Return every entry below verbatim, reproducing each line unchanged.

▽

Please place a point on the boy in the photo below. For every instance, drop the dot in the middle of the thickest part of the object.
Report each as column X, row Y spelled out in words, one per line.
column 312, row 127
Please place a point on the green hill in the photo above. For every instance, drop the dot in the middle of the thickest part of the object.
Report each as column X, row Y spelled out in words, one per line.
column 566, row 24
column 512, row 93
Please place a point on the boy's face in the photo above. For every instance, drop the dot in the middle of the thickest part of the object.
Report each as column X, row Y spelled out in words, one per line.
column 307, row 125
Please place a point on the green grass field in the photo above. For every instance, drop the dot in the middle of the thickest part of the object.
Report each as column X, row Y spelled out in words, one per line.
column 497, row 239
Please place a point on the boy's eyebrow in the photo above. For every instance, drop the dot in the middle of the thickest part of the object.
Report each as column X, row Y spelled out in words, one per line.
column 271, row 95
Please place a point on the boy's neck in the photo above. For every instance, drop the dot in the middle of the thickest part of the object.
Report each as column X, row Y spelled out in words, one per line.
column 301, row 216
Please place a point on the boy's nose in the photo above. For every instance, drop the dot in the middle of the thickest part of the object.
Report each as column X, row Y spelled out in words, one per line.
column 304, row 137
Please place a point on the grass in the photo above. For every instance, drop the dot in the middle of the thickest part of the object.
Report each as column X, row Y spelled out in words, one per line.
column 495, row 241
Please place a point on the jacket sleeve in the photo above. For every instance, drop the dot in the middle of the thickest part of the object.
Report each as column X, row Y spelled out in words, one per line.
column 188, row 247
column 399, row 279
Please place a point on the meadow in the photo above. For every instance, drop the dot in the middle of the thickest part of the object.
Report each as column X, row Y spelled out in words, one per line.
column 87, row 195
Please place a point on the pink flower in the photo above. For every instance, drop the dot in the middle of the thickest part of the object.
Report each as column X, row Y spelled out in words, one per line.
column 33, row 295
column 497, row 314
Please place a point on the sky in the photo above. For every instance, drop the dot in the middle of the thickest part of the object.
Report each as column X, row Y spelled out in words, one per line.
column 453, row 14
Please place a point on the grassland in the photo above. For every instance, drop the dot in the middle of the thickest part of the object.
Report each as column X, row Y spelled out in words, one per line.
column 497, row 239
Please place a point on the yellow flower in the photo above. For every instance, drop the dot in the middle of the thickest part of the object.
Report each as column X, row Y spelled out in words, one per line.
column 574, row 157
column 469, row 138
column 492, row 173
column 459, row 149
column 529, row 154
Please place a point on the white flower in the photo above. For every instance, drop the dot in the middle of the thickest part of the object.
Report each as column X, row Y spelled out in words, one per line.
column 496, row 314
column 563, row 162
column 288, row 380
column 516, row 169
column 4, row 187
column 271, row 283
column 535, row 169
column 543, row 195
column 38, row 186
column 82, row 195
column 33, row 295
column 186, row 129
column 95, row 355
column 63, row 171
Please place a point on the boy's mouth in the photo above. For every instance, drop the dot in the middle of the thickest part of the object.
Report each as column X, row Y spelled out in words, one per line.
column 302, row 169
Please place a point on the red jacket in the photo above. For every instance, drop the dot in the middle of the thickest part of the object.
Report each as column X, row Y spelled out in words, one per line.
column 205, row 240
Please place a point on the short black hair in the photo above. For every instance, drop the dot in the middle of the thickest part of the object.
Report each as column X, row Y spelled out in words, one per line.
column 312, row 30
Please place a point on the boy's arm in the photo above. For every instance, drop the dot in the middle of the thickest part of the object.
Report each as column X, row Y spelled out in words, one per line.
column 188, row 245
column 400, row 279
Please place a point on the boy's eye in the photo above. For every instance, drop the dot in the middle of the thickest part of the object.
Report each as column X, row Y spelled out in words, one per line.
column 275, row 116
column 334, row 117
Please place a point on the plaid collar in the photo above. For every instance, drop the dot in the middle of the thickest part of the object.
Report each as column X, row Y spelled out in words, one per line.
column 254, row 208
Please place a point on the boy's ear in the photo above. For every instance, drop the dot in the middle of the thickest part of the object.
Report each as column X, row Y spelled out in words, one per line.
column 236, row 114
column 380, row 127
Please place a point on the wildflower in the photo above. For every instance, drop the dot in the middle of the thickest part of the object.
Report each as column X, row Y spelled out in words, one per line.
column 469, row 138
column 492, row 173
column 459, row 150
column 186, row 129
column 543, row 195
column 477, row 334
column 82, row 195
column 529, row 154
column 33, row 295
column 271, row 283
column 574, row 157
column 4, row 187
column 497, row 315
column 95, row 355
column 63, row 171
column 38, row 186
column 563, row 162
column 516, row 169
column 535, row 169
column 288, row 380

△

SOLVED PROBLEM
Please place a point on the boy in the photo below. For every instance, drop the dot in the middle of the thickest part of the object.
Report each as column X, row Y spelled out in words, one per line.
column 312, row 127
Please place a point on the green hill in the photo above. For every instance, drop the dot in the middle of the thickest part of the object.
Report each as column X, row Y spelled out in words, one per line.
column 566, row 24
column 512, row 93
Please place a point on the boy's face in the photo above. For every instance, drop the dot in the middle of the thickest part of the object.
Report each as column X, row Y spelled out in words, one per line.
column 307, row 125
Please place a point on the green grass field in the photo above. For every instance, drop the dot in the middle of the thickest part of the object.
Report each as column X, row Y spelled out in words, one per line.
column 497, row 239
Please place a point on the boy's eyebrow in the photo above. For every instance, drop the dot in the middle of the thickest part of the object.
Report each as column X, row Y spelled out in words, one per line.
column 271, row 95
Please place a point on the boy's neck in the photo above. For every instance, drop the dot in the middle of the thickest part of the object.
Report each as column X, row Y spelled out in words, one per line.
column 301, row 216
Please place a point on the boy's nose in the photo above. For every instance, drop the dot in the middle of the thickest part of the object.
Report each as column X, row Y spelled out in words, one per line.
column 304, row 137
Please place a point on the grass in the photo above. For every instance, drop the dot in the middle of the thickest part of the object.
Report each as column X, row Y spelled out in words, one per line.
column 495, row 241
Please place a point on the jacket sleeve in the photo above. For every instance, drop the dot in the middle of the thickest part of the object.
Report each as column X, row Y spelled out in words, one per line.
column 188, row 247
column 399, row 279
Please place a point on the meadow in the photo above. For every instance, drop the dot in the middle of the thickest part of the object.
Report each as column X, row Y spelled out in words, one per line.
column 87, row 195
Please place a point on the pink flower in the photo above. For every instance, drop the dot in the middle of the thickest part of the object.
Report each as column X, row Y spelled out in words, one per line.
column 33, row 295
column 497, row 314
Please place a point on the sky in the photo above. For every instance, drop the dot in the middle of the thickest part of the object.
Report each as column X, row Y spelled out in words, one per line.
column 453, row 14
Please place a point on the grassland in the photo above. For every instance, drop the dot in the middle of the thickest part of the object.
Report each as column X, row Y spelled out in words, one per line.
column 497, row 239
Please place a point on the yellow flower in the photo above. For every instance, drop the dot in the middle of the thickest part of the object.
Report each as column X, row Y spelled out in words, one per line.
column 574, row 157
column 469, row 138
column 492, row 173
column 459, row 149
column 529, row 154
Please place a point on the white flower in the photo above. For every instance, drop the dot in the middle of the thickest part of the object.
Report each as column X, row Y spelled out in words, one per line.
column 496, row 314
column 563, row 162
column 288, row 380
column 516, row 169
column 4, row 187
column 271, row 283
column 535, row 169
column 543, row 195
column 38, row 186
column 82, row 195
column 33, row 295
column 186, row 129
column 95, row 355
column 63, row 171
Please place a point on the boy's mouth in the photo above. For every instance, drop the dot in the middle of the thickest part of the object.
Report each as column X, row Y spelled out in words, one per line.
column 302, row 169
Please place a point on the red jacket in the photo above. For every instance, drop the dot in the middle of the thickest part of the object.
Report each as column X, row Y spelled out in words, one per line.
column 205, row 240
Please place a point on the short black hair in the photo above. For every instance, drop the dot in the middle of the thickest part of the object.
Report each as column X, row Y spelled out in words, one per line.
column 312, row 30
Please place a point on the boy's arm in the photo above. For every instance, drop the dot in the middle of the thickest part of the object.
Report each as column X, row Y spelled out in words, one per line.
column 188, row 245
column 400, row 279
Please place a point on the boy's eye in the photo above. For every instance, drop the dot in the middle of the thickest part of the object.
Report each as column X, row Y spelled out in words, one per line.
column 275, row 116
column 334, row 117
Please place a point on the plaid collar in the photo above. For every instance, drop the dot in the middle of the thickest part of the object.
Report each as column X, row Y spelled out in words, one per line.
column 254, row 208
Please place a point on the boy's ear in the photo above. For every instance, drop the dot in the middle of the thickest part of the object.
Report each as column X, row Y spelled out in words, one per line.
column 236, row 114
column 380, row 127
Please place a point on the wildflower in the photo above. For every instance, drop the dot in the middle of the thickest part of the object.
Report each as column X, row Y spelled out in words, one per line.
column 469, row 138
column 492, row 173
column 459, row 150
column 186, row 129
column 543, row 195
column 477, row 334
column 82, row 195
column 529, row 154
column 33, row 295
column 271, row 283
column 574, row 157
column 4, row 187
column 497, row 315
column 95, row 355
column 63, row 171
column 38, row 186
column 563, row 162
column 516, row 169
column 535, row 169
column 288, row 380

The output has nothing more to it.